/---
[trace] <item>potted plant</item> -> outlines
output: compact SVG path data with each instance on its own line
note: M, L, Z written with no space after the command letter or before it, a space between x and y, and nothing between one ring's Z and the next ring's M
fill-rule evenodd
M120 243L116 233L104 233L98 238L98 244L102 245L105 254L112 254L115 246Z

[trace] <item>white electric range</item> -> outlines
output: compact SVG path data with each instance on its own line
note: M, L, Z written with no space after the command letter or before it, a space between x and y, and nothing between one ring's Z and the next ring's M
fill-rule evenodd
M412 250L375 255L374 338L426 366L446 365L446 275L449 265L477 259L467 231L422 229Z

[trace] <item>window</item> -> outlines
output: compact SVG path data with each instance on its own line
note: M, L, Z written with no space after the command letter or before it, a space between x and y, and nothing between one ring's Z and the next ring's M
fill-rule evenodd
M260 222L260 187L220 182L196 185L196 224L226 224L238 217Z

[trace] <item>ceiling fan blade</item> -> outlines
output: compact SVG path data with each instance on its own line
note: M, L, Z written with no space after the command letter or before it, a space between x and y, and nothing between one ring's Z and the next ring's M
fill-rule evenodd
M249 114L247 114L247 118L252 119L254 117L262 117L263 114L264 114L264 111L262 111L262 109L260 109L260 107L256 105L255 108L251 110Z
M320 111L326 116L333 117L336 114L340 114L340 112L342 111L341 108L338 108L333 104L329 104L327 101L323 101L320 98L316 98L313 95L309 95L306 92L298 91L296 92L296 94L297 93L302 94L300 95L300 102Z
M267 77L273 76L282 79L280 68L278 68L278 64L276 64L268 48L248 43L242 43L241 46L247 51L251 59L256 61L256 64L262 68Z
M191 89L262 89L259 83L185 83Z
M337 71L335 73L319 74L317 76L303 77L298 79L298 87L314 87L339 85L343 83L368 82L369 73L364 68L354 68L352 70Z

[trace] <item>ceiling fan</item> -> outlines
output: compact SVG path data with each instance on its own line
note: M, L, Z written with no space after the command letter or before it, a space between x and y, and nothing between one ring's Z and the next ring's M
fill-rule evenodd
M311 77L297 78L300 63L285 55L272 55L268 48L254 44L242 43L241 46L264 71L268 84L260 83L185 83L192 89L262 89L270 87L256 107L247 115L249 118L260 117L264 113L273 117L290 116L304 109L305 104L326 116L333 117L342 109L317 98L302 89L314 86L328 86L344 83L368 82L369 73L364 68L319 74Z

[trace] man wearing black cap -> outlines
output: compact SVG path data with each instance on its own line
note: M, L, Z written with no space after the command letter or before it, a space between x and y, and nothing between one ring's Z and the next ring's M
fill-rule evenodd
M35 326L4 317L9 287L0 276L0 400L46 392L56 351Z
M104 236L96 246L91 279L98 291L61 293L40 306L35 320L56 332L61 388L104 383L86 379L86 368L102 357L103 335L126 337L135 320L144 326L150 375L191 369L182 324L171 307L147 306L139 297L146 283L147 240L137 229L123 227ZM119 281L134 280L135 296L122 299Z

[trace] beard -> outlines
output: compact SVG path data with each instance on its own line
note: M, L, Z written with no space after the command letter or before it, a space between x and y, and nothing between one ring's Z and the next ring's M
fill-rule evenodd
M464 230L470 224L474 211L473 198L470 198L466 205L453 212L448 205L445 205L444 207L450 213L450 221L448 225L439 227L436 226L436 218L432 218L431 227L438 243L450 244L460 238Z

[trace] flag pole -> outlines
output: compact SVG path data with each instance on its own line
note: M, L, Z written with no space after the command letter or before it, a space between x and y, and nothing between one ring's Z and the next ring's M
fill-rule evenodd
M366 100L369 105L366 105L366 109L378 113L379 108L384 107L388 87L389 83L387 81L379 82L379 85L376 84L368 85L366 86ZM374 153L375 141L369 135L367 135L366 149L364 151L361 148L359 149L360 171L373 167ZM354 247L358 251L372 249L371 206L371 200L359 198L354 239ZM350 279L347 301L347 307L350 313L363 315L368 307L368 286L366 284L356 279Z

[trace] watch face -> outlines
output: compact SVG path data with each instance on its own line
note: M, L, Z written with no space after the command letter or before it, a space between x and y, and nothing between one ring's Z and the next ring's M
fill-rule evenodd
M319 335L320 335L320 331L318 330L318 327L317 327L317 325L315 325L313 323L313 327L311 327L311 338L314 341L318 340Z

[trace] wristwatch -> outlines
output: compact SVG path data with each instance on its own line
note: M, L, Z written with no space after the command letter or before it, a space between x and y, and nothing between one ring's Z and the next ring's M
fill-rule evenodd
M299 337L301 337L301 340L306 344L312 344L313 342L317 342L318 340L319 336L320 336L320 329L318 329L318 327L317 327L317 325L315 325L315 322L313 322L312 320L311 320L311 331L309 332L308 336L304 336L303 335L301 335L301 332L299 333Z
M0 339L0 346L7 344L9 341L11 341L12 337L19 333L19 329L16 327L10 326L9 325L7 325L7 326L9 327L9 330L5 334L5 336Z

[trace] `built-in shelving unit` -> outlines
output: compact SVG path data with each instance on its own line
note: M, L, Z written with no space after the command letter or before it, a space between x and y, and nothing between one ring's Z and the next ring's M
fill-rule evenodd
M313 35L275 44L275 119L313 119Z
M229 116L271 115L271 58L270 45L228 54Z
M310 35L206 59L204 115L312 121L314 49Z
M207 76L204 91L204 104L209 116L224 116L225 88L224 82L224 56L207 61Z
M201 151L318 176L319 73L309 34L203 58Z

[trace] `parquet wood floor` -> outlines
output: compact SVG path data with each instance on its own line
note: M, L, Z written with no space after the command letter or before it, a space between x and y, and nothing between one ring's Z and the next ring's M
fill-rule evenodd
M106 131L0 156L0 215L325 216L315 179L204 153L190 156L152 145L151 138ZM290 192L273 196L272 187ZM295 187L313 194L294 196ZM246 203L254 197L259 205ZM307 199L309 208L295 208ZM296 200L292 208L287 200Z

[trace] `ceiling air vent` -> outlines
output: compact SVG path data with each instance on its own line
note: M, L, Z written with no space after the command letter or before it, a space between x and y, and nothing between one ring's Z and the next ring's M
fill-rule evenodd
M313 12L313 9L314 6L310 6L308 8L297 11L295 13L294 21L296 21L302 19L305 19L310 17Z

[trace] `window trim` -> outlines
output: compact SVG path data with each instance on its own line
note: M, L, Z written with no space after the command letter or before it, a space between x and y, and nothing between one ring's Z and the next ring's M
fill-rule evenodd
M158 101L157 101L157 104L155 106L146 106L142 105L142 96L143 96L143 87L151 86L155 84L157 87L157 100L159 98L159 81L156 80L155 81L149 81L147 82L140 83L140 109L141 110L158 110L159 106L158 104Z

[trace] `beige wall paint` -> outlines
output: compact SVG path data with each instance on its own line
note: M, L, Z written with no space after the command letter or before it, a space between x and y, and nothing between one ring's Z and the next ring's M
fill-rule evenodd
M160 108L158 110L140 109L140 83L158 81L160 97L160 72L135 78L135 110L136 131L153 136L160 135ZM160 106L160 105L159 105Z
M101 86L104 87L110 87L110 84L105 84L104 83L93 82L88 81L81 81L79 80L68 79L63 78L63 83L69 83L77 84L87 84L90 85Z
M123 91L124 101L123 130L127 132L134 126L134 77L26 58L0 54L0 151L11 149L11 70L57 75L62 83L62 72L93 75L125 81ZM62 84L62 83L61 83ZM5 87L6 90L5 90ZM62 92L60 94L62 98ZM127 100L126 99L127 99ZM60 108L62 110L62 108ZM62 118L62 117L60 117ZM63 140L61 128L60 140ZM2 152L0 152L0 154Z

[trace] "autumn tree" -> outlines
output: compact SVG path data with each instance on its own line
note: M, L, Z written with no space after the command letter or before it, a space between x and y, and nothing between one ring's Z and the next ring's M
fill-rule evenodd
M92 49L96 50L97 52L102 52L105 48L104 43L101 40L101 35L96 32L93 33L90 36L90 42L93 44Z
\---
/---
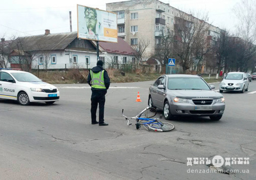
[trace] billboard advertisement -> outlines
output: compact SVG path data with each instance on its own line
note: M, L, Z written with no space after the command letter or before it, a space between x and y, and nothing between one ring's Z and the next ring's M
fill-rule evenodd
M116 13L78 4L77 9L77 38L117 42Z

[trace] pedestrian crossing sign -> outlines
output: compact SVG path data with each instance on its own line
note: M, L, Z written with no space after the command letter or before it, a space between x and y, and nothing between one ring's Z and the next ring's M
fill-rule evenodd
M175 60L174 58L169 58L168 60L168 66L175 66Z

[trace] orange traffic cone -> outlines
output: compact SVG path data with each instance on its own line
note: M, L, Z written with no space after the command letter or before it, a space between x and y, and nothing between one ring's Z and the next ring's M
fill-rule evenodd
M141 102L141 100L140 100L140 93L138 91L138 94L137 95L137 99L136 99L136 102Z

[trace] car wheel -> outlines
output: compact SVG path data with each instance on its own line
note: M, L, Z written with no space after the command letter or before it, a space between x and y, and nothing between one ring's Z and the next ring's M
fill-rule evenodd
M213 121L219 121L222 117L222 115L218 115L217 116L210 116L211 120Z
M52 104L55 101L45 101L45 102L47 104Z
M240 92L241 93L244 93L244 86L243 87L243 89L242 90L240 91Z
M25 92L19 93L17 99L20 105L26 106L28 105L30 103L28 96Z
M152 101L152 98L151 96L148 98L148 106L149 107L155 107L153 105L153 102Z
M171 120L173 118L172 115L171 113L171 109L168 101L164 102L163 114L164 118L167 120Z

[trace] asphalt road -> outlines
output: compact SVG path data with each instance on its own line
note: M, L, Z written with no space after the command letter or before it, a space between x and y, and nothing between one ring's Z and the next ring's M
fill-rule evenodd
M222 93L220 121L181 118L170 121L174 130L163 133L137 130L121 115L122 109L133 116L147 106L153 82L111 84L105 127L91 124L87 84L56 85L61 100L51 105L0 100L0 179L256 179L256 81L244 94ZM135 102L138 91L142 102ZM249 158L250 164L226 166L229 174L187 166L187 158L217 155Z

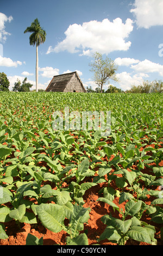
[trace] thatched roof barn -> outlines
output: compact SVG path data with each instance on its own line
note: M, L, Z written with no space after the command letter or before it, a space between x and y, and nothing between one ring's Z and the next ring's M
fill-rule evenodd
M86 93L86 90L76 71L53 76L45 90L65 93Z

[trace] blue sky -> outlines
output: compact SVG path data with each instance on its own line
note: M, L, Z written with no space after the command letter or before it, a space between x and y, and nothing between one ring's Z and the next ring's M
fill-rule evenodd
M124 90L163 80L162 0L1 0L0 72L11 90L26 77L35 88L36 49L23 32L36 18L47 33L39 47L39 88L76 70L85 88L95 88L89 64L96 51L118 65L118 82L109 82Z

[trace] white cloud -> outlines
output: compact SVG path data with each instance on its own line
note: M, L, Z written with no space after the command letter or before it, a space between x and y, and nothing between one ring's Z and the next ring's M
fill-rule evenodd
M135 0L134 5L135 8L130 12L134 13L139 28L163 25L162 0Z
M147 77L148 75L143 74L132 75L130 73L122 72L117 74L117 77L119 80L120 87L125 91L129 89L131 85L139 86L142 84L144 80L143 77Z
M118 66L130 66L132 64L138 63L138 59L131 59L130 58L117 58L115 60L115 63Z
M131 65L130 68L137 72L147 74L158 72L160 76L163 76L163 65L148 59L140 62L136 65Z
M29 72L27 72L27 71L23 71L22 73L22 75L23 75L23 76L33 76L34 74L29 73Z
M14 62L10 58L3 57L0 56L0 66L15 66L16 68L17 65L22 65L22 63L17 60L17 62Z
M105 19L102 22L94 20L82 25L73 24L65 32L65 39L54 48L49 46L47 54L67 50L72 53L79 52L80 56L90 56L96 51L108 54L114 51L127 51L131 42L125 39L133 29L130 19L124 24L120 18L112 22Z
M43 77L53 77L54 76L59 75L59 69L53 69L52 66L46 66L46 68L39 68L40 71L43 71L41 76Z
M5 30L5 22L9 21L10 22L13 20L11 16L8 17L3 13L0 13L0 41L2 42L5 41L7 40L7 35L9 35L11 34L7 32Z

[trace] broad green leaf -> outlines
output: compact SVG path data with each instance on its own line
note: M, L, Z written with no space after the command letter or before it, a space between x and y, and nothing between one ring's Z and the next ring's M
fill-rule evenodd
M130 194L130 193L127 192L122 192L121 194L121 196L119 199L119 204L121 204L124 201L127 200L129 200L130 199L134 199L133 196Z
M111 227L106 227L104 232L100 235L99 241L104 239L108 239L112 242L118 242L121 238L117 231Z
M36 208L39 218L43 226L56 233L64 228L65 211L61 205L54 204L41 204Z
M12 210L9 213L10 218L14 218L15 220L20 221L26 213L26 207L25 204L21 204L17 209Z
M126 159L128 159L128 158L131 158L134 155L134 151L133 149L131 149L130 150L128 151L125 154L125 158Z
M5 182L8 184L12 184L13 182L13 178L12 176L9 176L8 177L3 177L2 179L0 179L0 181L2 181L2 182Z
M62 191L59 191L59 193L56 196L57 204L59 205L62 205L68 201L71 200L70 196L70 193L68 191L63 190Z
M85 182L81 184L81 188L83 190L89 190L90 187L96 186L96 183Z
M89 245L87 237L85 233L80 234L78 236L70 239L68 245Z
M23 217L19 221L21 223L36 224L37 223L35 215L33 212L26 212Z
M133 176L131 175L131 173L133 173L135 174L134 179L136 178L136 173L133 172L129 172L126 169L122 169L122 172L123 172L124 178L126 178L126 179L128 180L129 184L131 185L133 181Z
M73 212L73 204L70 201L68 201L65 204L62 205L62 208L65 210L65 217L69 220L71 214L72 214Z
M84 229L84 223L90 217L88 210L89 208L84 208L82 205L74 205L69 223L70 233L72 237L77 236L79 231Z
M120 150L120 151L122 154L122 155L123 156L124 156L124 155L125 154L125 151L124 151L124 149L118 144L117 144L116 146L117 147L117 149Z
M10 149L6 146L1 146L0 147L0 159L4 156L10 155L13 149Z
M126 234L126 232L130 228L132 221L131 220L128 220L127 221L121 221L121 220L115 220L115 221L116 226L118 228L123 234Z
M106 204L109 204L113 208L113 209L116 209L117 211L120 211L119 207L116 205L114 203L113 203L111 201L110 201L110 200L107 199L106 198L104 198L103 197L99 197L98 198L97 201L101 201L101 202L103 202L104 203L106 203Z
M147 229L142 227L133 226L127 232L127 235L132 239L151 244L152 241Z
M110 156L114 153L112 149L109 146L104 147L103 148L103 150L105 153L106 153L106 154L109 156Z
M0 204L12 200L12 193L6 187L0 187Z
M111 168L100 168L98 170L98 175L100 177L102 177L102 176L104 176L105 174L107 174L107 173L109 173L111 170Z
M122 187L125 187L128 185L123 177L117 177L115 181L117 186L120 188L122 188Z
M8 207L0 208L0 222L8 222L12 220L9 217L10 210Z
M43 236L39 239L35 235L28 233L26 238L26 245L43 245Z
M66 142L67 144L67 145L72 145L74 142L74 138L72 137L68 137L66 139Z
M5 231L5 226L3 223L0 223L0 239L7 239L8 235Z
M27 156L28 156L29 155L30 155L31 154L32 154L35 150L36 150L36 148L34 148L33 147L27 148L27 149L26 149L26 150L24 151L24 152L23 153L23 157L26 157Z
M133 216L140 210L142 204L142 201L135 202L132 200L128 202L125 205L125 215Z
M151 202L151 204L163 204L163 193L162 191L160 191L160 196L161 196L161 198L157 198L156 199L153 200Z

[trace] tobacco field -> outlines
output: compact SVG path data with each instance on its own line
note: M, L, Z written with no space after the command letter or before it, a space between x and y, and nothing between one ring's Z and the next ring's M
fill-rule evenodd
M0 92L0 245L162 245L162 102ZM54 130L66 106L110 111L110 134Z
\---
Please copy the records starting at the line that contains "[trace] orange traffic cone -> outlines" and ending after the line that contains "M141 102L141 100L140", keeping every character as it stands.

[trace] orange traffic cone -> outlines
output: compact SVG path data with each instance on its own line
note: M, L, Z written with no space after the command letter or before it, a space between x and y, and nothing between one ring's Z and the next ring's M
fill-rule evenodd
M141 102L141 100L140 100L140 93L138 91L138 94L137 95L137 99L136 99L136 102Z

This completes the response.